> _Document extract_:
*** Block opens ***

In recent months, several US and British politicians have apologized after suggesting vaccine or lockdown policies were reminiscent of Hitler's regime.

Some demonstrators against pandemic curbs have worn yellow stars like those the Nazis forced on European Jews.

Such displays showed factual knowledge of the genocide was eroding, the report said, adding that some coronavirus agitators have been "consuming and disseminating antisemitic conspiracy theories that Jews are responsible for the crisis and are using it for oppression, global domination, and economic gain."

Expanding on the findings, Diaspora Affairs Minister Nachman Shai said Holocaust distortion or trivialization is itself antisemitic and can sometimes lead to the actual endangerment of Jews.

"There are people so fraught with hate who can, when faced with such imagery, be tipped over into action," he told Reuters.

The US-based Combat Antisemitism Movement said that in 2020 and 2021 it had found 63.7 million engagements – participation, sharing, or "liking" – during online discussions linking the pandemic to the Holocaust.

The Yad Vashem Holocaust Remembrance Center has urged world leaders to come out against such discourse – a call apparently heeded by United Nations Secretary-General Antonio Guterres, who on Monday said the yellow star protests were "reprehensible."

"COVID brought Holocaust trivialization to a summit," Yad Vashem chairman Dani Dayan said. "Things like that, sometimes done by politicians, by public figures, are despicable and Yad Vashem is very clear in demanding those persons retract."

Israel's Former Ashkenazi Chief Rabbi Israel Meir Lau, whose parents and brother were among the six million Jews killed by the Nazis and who himself survived a concentration camp as a child, had a more personal appeal during a Reuters interview.

*** Block closes ***

> _Raw data_:

*** Block opens ***

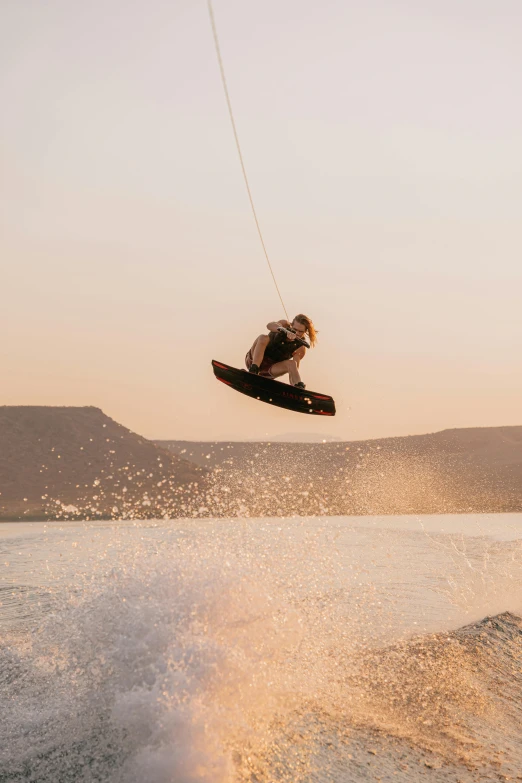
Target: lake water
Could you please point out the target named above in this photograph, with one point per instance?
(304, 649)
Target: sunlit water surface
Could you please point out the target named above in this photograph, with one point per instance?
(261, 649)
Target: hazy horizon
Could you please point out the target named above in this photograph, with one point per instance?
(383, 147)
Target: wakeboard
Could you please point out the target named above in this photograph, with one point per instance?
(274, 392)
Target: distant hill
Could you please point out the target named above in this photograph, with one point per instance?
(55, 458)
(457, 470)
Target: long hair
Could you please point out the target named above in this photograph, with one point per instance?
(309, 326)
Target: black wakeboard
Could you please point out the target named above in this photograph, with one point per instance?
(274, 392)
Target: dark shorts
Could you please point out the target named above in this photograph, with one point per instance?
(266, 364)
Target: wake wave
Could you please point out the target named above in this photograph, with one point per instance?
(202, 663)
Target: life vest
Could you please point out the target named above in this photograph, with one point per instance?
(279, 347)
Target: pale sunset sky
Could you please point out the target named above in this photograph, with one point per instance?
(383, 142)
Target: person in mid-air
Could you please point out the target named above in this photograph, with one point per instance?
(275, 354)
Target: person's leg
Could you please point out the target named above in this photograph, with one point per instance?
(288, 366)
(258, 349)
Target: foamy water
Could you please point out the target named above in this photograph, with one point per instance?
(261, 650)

*** Block closes ***

> _Action item 1_: Please list every person named in the article on Holocaust distortion during the pandemic.
> _Action item 2_: Continue the article on Holocaust distortion during the pandemic from its final sentence.

> _Answer 1_: Hitler, Nachman Shai, Antonio Guterres, Dani Dayan, Israel Meir Lau

> _Answer 2_:
"Please leave the word 'Holocaust' for the Holocaust – and nothing but it," he said.

In related news, the government's cancellation of quarantine for school children went into effect on Thursday morning. 

Children studying at special-need schools will no longer be required to take a rapid antigen test twice a week. In case of exposure to a coronavirus carrier, unvaccinated students will be required to self-isolate for 5 days (from the moment of exposure) and will be able to exit quarantine with a negative antigen test taken at a government-approved facility. School children studying at institutions that participate in the testing program will no longer be required to take two at-home antigen tests a week either. 

However, unvaccinated teachers continue to be required to take two antigen tests a week at a government-approved facility. In case of exposure to a coronavirus carrier, they will be required to self-isolate for 5 days and will be able to exit it with a negative antigen test from a government-approved facility.